Try it>
Every line from the one holding "Reviewer note: confirm that each instance of the utility" through the final line of the entries is to be reproduced exactly, and no other line.

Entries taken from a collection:
• • • •
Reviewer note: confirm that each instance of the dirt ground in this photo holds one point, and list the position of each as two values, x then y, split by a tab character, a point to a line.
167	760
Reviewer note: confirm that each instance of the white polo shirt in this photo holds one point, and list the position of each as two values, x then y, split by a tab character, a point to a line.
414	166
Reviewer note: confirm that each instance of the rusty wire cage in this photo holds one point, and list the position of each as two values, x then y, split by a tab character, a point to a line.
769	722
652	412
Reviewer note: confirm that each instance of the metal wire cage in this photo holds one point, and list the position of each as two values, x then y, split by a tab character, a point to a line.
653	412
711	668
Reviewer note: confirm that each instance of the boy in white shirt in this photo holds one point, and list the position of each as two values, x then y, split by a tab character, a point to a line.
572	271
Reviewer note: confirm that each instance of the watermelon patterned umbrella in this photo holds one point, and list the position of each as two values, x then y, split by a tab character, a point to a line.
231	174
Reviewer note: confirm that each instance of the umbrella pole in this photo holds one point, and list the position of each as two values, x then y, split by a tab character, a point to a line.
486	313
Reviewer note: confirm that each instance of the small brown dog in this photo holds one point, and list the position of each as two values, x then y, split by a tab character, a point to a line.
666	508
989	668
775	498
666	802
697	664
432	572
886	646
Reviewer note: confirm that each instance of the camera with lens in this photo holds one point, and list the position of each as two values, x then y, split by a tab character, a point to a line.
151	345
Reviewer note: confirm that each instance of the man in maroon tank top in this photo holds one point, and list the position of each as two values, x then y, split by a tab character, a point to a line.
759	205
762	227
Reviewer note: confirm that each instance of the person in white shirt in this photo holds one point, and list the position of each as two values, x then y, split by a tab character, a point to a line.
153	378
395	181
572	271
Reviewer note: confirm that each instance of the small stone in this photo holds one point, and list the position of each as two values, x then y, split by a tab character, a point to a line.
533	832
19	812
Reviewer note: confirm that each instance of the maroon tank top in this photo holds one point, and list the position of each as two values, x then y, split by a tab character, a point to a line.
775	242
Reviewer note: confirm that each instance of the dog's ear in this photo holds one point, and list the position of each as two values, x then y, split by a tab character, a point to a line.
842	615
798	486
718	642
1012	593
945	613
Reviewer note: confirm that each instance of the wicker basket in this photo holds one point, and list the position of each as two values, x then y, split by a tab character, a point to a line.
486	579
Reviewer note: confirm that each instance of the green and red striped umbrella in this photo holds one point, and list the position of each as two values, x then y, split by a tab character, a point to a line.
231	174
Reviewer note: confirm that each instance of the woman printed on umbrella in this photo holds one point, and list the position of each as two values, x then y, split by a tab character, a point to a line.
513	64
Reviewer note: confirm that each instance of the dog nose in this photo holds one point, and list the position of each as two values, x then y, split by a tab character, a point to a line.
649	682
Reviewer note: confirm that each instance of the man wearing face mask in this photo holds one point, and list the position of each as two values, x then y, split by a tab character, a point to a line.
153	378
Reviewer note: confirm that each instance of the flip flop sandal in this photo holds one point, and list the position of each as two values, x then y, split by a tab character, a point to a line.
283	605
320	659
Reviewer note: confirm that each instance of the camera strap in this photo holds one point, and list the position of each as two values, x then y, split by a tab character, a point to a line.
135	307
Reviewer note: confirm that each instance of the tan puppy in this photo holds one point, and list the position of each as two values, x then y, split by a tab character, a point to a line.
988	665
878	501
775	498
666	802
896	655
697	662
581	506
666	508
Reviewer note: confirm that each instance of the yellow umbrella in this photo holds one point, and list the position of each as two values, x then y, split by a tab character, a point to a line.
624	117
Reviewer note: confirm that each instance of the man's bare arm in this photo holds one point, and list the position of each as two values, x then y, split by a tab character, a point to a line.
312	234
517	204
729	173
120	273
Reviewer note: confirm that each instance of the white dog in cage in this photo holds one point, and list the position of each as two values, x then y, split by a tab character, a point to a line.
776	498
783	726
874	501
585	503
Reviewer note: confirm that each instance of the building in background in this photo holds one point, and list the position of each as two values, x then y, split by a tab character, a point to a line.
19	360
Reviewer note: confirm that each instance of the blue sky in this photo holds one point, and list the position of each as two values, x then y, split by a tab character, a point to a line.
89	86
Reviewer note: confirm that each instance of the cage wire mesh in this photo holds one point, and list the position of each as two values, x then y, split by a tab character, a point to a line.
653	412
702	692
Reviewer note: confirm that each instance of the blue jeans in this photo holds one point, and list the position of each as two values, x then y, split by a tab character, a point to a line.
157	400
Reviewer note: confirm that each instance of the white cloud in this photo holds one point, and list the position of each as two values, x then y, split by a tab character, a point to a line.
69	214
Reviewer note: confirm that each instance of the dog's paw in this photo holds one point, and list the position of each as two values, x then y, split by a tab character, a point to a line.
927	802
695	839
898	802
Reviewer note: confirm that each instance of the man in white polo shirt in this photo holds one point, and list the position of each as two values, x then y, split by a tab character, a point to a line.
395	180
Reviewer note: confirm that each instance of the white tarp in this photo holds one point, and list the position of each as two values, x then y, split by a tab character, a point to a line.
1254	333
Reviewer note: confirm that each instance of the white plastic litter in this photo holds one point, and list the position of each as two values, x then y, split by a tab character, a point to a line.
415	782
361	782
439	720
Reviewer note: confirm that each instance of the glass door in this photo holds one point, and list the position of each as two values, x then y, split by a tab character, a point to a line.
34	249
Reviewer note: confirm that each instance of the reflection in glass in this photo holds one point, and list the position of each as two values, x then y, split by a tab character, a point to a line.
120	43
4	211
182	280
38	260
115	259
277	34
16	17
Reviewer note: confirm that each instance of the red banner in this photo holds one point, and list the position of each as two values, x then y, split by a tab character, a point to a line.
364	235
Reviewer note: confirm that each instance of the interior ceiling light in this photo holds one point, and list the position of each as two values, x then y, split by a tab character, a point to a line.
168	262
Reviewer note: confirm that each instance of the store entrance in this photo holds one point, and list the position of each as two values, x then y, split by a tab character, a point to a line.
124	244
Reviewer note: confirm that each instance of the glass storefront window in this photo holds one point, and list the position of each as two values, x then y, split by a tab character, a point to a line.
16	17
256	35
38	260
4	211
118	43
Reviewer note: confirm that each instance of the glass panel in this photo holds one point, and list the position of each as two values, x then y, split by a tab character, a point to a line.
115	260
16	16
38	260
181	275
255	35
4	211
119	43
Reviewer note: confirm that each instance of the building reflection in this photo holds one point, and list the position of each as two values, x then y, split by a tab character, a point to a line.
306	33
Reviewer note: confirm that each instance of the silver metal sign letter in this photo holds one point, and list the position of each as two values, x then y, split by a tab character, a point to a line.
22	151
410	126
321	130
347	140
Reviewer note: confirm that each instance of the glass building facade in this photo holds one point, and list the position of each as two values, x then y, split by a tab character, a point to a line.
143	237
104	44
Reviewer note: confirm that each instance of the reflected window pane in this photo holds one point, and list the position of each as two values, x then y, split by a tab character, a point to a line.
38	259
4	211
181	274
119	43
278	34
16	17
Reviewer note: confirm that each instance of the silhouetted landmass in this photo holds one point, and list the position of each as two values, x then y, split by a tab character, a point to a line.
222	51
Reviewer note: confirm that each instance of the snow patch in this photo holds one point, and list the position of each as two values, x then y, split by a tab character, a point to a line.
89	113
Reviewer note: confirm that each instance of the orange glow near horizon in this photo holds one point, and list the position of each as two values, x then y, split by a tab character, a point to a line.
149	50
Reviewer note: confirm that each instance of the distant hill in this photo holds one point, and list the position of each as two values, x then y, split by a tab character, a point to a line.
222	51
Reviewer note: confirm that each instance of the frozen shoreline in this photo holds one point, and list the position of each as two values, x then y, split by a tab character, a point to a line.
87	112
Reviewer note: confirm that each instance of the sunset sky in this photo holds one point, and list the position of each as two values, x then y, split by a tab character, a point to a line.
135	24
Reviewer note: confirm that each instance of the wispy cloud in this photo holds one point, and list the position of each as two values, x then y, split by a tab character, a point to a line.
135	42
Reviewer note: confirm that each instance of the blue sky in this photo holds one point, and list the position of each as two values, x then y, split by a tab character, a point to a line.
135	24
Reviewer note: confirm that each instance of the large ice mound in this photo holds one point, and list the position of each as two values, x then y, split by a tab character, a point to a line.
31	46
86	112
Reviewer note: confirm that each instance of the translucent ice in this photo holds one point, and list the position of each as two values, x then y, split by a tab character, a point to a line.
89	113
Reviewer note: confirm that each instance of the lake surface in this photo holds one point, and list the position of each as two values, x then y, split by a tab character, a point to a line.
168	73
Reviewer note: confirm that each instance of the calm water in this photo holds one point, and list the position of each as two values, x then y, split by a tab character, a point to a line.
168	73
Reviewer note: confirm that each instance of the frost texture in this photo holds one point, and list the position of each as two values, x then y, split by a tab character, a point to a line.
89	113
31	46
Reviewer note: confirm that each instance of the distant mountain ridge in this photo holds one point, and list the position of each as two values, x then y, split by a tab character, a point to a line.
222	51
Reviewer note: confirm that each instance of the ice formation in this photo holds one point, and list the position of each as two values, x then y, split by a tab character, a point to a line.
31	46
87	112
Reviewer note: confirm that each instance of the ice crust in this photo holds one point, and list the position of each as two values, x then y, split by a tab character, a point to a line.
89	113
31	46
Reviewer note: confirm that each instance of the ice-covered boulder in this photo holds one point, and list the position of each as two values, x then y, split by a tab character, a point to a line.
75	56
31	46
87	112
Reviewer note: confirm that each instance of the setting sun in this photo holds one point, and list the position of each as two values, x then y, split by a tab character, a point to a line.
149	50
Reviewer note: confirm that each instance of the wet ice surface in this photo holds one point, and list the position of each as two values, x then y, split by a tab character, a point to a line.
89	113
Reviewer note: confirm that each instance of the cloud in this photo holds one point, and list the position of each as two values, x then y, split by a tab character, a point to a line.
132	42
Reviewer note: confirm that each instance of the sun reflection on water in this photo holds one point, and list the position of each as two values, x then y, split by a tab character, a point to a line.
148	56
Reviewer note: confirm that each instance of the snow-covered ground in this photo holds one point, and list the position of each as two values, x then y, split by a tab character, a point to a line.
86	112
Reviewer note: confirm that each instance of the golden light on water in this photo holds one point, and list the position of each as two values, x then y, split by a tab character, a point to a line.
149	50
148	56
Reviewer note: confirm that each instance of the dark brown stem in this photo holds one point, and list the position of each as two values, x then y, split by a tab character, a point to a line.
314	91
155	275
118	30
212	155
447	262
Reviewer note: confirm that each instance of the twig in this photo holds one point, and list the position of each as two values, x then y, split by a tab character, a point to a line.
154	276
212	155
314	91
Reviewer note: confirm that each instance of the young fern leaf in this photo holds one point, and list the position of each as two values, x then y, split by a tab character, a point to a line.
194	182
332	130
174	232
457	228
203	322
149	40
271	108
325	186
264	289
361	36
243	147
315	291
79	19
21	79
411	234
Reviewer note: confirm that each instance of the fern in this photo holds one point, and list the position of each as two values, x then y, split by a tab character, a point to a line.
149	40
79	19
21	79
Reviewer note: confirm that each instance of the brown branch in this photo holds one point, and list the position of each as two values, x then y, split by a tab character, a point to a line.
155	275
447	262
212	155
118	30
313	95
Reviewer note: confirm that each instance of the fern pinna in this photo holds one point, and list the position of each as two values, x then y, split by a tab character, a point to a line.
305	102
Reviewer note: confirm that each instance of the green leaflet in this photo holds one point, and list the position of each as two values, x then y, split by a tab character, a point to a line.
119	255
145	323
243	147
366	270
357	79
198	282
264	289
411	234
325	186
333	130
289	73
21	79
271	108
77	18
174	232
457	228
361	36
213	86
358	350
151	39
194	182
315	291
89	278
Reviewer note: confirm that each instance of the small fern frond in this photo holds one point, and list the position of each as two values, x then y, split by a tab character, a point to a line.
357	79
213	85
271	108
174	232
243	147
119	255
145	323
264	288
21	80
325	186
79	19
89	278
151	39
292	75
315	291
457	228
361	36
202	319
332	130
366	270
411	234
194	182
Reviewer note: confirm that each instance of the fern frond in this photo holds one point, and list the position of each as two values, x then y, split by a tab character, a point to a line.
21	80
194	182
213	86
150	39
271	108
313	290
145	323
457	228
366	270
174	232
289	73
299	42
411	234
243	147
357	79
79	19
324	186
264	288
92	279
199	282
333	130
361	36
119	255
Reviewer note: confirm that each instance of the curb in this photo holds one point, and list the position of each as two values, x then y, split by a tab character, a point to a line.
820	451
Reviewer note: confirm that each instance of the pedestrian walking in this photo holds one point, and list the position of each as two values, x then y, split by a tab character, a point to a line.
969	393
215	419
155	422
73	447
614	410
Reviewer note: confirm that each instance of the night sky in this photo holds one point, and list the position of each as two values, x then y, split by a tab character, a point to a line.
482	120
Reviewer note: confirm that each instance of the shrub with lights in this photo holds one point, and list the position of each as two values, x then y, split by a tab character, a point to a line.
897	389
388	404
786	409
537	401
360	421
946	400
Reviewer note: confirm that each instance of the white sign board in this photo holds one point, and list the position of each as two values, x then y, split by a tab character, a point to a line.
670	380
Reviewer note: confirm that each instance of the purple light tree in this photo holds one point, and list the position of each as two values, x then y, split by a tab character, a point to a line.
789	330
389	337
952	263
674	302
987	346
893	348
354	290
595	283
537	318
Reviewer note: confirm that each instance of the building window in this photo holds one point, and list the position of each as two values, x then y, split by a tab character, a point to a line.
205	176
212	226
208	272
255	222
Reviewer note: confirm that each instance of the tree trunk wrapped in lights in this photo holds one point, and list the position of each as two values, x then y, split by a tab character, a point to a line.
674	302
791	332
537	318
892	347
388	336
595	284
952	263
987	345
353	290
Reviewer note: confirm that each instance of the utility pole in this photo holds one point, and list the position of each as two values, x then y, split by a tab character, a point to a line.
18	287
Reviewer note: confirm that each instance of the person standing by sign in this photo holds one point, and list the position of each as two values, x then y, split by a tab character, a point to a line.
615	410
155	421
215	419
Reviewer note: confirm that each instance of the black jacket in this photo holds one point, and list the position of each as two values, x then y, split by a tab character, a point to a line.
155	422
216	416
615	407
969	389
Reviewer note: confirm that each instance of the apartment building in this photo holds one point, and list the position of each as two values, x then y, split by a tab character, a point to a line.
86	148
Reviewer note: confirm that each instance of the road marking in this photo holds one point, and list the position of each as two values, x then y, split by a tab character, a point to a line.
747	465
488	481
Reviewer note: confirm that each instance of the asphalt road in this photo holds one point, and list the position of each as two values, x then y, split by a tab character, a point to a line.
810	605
• • • •
Answer to this problem>
Reviewer note: confirm that each instance of the utility pole in this photo holds one point, and list the position of each as two values, x then y, split by a tab character, a point to a line.
18	287
Reviewer note: confirm that each instance of the person standing by sign in this photo holds one point, and list the position of each as two values, x then y, split by a tab character, a point to a line.
615	410
155	421
215	419
Reviewer note: confirm that each instance of the black jacket in this photo holds one point, and list the position of each as two values, x then y, split by a tab character, a point to a line.
155	422
216	416
615	407
969	389
Reviewer note: confirm that each instance of the apartment building in this photo holds one point, and list the position of each as two values, x then y, split by a tab character, a point to a line.
86	148
Reviewer note: confirm that each instance of the road marking in this photo holds one point, and list the position of each as two values, x then y, split by a tab character, a point to a line.
747	465
488	481
Reviewer note: confirm that each instance of the asphalt road in this photo holds one point, and list the position of each as two values, x then y, split by a tab character, a point to a line.
810	605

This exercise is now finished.